--- Entries supplied ---

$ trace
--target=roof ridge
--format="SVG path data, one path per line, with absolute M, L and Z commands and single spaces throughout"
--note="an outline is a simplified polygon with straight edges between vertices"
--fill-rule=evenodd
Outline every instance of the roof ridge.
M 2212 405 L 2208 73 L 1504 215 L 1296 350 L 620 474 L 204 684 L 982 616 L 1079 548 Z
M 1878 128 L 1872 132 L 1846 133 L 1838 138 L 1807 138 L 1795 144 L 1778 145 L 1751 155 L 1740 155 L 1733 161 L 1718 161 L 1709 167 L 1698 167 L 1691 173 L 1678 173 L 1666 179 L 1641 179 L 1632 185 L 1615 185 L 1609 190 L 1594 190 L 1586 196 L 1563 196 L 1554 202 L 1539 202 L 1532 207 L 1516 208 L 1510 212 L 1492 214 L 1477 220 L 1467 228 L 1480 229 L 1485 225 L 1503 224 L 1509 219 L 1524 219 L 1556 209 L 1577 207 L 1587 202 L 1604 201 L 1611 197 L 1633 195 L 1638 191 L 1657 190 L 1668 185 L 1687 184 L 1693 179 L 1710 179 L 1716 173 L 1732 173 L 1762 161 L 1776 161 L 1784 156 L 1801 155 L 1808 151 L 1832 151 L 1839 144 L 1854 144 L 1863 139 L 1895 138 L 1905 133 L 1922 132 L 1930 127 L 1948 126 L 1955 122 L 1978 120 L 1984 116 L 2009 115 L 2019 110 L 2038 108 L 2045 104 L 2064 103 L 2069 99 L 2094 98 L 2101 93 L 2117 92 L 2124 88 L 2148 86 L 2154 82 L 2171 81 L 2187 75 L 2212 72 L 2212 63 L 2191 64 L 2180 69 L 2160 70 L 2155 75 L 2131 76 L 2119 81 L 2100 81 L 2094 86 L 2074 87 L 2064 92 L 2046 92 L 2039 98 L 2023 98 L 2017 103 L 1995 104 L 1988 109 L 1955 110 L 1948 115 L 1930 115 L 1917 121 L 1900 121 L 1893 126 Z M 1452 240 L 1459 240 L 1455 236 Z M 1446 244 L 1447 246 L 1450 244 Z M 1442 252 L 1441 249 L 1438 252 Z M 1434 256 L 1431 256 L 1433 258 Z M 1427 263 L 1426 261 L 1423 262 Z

---

- Task brief:
With nothing left out, return each entry exactly.

- Written answer:
$ trace
--target=roof ridge
--format="SVG path data, one path per line, with absolute M, L and Z commands and single spaces throughout"
--note="an outline is a simplified polygon with straight edges between vertices"
--fill-rule=evenodd
Outline every instance of the roof ridge.
M 2212 405 L 2208 73 L 1504 215 L 1296 350 L 620 474 L 204 684 L 982 616 L 1079 548 Z
M 1878 128 L 1872 132 L 1846 133 L 1838 138 L 1807 138 L 1795 144 L 1778 145 L 1751 155 L 1740 155 L 1733 161 L 1718 161 L 1709 167 L 1698 167 L 1691 173 L 1678 173 L 1666 179 L 1641 179 L 1632 185 L 1615 185 L 1609 190 L 1594 190 L 1586 196 L 1563 196 L 1554 202 L 1539 202 L 1532 207 L 1516 208 L 1510 212 L 1492 214 L 1477 220 L 1467 228 L 1480 229 L 1485 225 L 1503 224 L 1509 219 L 1524 219 L 1556 209 L 1577 207 L 1587 202 L 1604 201 L 1611 197 L 1633 195 L 1638 191 L 1657 190 L 1668 185 L 1687 184 L 1693 179 L 1710 179 L 1716 173 L 1732 173 L 1762 161 L 1776 161 L 1784 156 L 1801 155 L 1808 151 L 1832 151 L 1839 144 L 1854 144 L 1863 139 L 1895 138 L 1905 133 L 1922 132 L 1930 127 L 1948 126 L 1955 122 L 1978 120 L 1984 116 L 2009 115 L 2019 110 L 2038 108 L 2045 104 L 2064 103 L 2069 99 L 2094 98 L 2101 93 L 2117 92 L 2124 88 L 2148 86 L 2154 82 L 2171 81 L 2187 75 L 2212 72 L 2212 63 L 2191 64 L 2180 69 L 2160 70 L 2155 75 L 2131 76 L 2119 81 L 2100 81 L 2094 86 L 2074 87 L 2064 92 L 2046 92 L 2039 98 L 2023 98 L 2017 103 L 1995 104 L 1988 109 L 1955 110 L 1948 115 L 1930 115 L 1917 121 L 1900 121 L 1893 126 Z M 1452 240 L 1459 240 L 1455 236 Z M 1446 244 L 1447 246 L 1450 244 Z M 1442 252 L 1441 249 L 1438 252 Z M 1434 256 L 1431 256 L 1433 258 Z M 1427 263 L 1426 261 L 1423 262 Z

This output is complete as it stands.